**WHAT YOU NEED TO DO:** The result should be all the records, exact and complete, without a single picture.

**DATA RECORDS:**

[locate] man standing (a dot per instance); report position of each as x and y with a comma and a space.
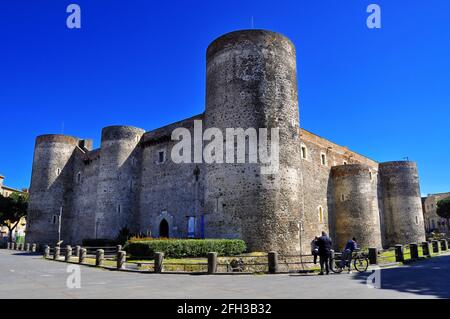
325, 244
347, 254
315, 249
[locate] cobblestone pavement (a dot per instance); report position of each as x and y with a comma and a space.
29, 276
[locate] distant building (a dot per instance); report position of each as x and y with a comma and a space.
433, 222
19, 231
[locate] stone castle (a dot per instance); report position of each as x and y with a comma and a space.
251, 83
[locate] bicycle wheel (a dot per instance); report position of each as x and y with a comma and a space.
335, 266
361, 264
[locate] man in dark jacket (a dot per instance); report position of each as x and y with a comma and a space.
325, 246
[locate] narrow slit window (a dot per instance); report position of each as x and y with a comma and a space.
323, 159
320, 214
304, 152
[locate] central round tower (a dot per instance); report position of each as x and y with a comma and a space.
252, 84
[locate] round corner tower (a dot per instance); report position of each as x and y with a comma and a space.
117, 180
50, 180
252, 84
402, 203
355, 199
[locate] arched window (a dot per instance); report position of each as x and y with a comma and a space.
304, 152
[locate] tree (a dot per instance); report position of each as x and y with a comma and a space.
443, 208
12, 209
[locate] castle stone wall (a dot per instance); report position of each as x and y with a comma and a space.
355, 198
50, 184
117, 179
252, 83
403, 217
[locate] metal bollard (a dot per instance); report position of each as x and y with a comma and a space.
373, 256
273, 262
435, 244
57, 253
399, 254
77, 251
159, 260
99, 257
426, 249
121, 259
82, 257
212, 263
414, 248
444, 245
68, 253
46, 251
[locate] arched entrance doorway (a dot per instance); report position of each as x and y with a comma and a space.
164, 229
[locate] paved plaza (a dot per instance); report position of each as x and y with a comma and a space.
29, 276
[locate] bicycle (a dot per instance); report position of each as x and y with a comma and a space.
360, 262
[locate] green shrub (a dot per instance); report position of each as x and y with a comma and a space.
180, 248
94, 242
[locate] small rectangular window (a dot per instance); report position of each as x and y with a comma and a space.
191, 227
161, 157
323, 159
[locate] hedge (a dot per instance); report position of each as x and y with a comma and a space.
179, 248
94, 242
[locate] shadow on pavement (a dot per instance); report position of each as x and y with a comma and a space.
430, 277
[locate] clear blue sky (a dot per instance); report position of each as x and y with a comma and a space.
383, 93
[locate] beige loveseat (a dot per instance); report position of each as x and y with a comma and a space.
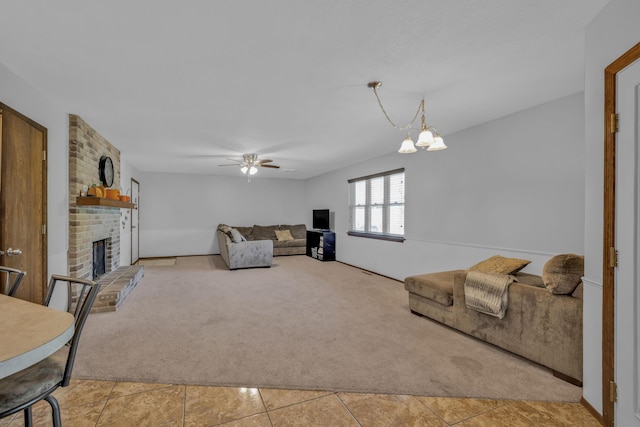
543, 320
249, 247
292, 243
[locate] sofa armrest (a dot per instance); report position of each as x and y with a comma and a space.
246, 254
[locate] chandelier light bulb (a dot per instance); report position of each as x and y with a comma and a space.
425, 138
438, 144
407, 146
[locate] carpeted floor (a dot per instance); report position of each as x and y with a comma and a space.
301, 324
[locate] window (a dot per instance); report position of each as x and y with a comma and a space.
376, 206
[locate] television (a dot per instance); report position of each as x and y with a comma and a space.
321, 219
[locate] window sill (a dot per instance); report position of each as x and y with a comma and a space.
387, 237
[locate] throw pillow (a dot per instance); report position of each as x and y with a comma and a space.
283, 235
298, 231
261, 232
501, 265
236, 237
563, 273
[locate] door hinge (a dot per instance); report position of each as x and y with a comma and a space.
613, 122
613, 257
613, 392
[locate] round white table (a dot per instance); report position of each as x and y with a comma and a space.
30, 333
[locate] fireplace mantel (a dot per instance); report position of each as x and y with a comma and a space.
101, 201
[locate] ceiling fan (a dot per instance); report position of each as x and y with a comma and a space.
249, 164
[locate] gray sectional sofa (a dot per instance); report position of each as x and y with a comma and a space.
543, 321
248, 247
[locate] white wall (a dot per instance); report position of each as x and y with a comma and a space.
513, 186
179, 213
127, 171
614, 31
17, 94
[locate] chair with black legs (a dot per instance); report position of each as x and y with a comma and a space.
12, 279
23, 389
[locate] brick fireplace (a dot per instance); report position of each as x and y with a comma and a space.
90, 224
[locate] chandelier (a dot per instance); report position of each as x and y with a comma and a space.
428, 138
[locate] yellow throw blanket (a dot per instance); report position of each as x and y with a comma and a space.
487, 292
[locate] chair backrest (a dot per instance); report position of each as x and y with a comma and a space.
13, 278
81, 295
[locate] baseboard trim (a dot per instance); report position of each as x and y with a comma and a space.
591, 410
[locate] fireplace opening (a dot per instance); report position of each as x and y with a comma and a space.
99, 258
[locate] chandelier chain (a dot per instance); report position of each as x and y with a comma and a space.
408, 125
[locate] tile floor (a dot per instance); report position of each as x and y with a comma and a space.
107, 403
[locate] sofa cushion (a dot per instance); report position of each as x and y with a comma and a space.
264, 232
296, 243
246, 232
529, 279
298, 231
283, 235
563, 273
500, 265
437, 286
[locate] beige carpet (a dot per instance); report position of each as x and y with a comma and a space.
301, 324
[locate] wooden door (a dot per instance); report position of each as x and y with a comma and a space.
23, 201
627, 330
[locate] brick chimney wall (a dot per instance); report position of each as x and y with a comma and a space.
90, 223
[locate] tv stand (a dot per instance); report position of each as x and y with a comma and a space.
321, 245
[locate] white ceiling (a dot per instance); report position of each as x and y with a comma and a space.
179, 86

**SOLVED EXERCISE:**
[locate] man standing (a dot per instance); report position of each as x and y with a comma and a space.
325, 244
347, 254
315, 249
[locate] cobblestone pavement (a dot per instance); report position of each as x and y with a comma and a space.
29, 276
[locate] distant building (a dot per instance); report position of each as x and y with a comma and a space.
433, 222
19, 231
[locate] stone castle (a dot per instance); report position of each as x and y with a comma and a space.
251, 83
[locate] bicycle wheel (a dot per instance); report position of each as x and y with a comma and a space.
335, 266
361, 264
[locate] man in dark jacket (a dot per instance); report position of each as x and y with a comma and a space.
325, 246
[locate] narrow slit window (a dot per instance); report position of each as x and y with a comma and a space.
323, 159
320, 214
304, 152
[locate] central round tower (a dot per instance); report position of each as x and y with a comma and a space.
252, 84
[locate] round corner tower (a dot per instance); report position of each as x and y with a comma and a space.
117, 180
50, 180
252, 84
402, 203
355, 199
[locate] arched window (a dot per instance); report position of each as x and y with a comma and a space.
304, 152
[locate] tree (a dot per instance); report position of each as x and y with a comma and a space.
443, 208
12, 209
[locate] castle stone wall (a dot per instance); report position of each as x and y with a comma and a space.
355, 198
50, 184
117, 179
252, 83
403, 217
[locate] metal bollard (a dot per instance); report position of each as x and y with a comma and a space.
373, 256
273, 262
435, 244
57, 253
399, 254
77, 251
159, 260
99, 257
426, 249
121, 259
82, 257
212, 263
414, 248
444, 245
68, 253
46, 251
[locate] arched entrance doorway (a dot per instance); report position of each as x and y with a comma and a space.
164, 229
[locate] paved plaza (a dot per instance); report position of each as x and y with a comma and a space.
29, 276
[locate] bicycle (a dot per instance); report position of each as x and y with a comma and a space.
360, 262
[locate] green shrub (a dot per instance); report position of each as x and y with a comma and a space.
180, 248
94, 242
[locate] small rectangular window (a dot per instance); report position of each as x and y with a comma and a space.
191, 227
161, 157
323, 159
[locate] hedge (a dot per instance); report position of each as x and y with a comma and a space.
179, 248
94, 242
[locate] shadow on pavement (a dot per instance); report position of each as x and y with a comma and a space.
430, 277
[locate] clear blue sky (a dot per instance); report position of each as x and y with a comma and a space.
383, 93
[locate] beige loveseat (a dot per instance); report position of each as x and y with a comma and a space.
543, 320
249, 247
292, 243
[locate] sofa armrest (a dot per instance); report position of each as x and y with a comma and a space.
246, 254
[locate] chandelier light bulb (a dot per instance); report position of each as x and y with a comma and a space.
425, 138
438, 144
407, 146
[locate] carpeted floor (a dot per instance); report position of each as x and y with a comma and a space.
301, 324
[locate] window (a dot per instance); report position of each as x and y with a comma and a space.
376, 206
[locate] television (a dot per instance); report position of each as x and y with a comma and a space.
321, 219
[locate] window sill (a dot per instance); report position of each as x and y with a comma and a space.
387, 237
[locate] throw pillow (a dot per instance); report position of each as x and y with a comma and a space.
283, 235
298, 231
261, 232
501, 265
236, 237
563, 273
[locate] door hinge (a dot per instance); report position of each as x and y with a comma and a space.
613, 122
613, 257
613, 392
[locate] round white table (a dot per instance); report position of each as x and y with a comma and a space.
30, 333
[locate] fireplace mantel (a dot per instance); report position of each as x and y with a comma and a space.
101, 201
[locate] ceiling fan (a dot per instance); report position of each as x and y with a comma and a space.
249, 164
[locate] gray sectional sofa (a dot per instance); report position of each as x and y with a comma and a space.
543, 321
248, 247
[locate] white wall (a dot per instance); report position of each as x and y with a comma and a space.
513, 186
179, 213
127, 171
614, 31
17, 94
[locate] chair with black legs (a dot per instance); report position of each as x and y with a comma and a space.
12, 279
23, 389
[locate] brick fireplace (a dot per instance); report position of each as x and y with a comma and a space.
90, 224
[locate] chandelier (a dot per instance); report position of each as x and y with a comma and a space.
428, 138
[locate] yellow throw blanket (a dot per instance); report position of each as x and y with a comma and a space.
487, 292
[locate] chair backrest (a dot per instance); report position of each as x and y with a comma and a space.
13, 278
81, 295
[locate] baseboard trim (a dot per instance); report position of each as x and y with a comma and a space.
591, 410
[locate] fireplace opening (a dot per instance); report position of each as x and y with a comma and a space.
99, 258
[locate] chandelier chain (a dot per instance); report position of each as x and y with a comma and a space.
408, 125
[locate] tile floor (a dot per instance); report position of each as x and y with a comma and a space.
107, 403
[locate] sofa cushion (a dot per instance); report position of each as x and y with a comma and a space.
264, 232
296, 243
246, 232
529, 279
298, 231
283, 235
563, 273
500, 265
437, 286
[locate] beige carpet (a dot per instance); report position of each as x and y with a comma and a space.
301, 324
[locate] wooden door (a dot per instance); report position of each as x and y with a comma and a space.
23, 201
627, 330
[locate] brick chimney wall (a dot per instance); report position of each as x and y with a comma and a space.
90, 223
[locate] tv stand (a dot per instance); report position of each as x and y with a comma and a space.
321, 245
[locate] white ceiling (a dot per instance); report position of each as x and y with a comma and a space.
179, 86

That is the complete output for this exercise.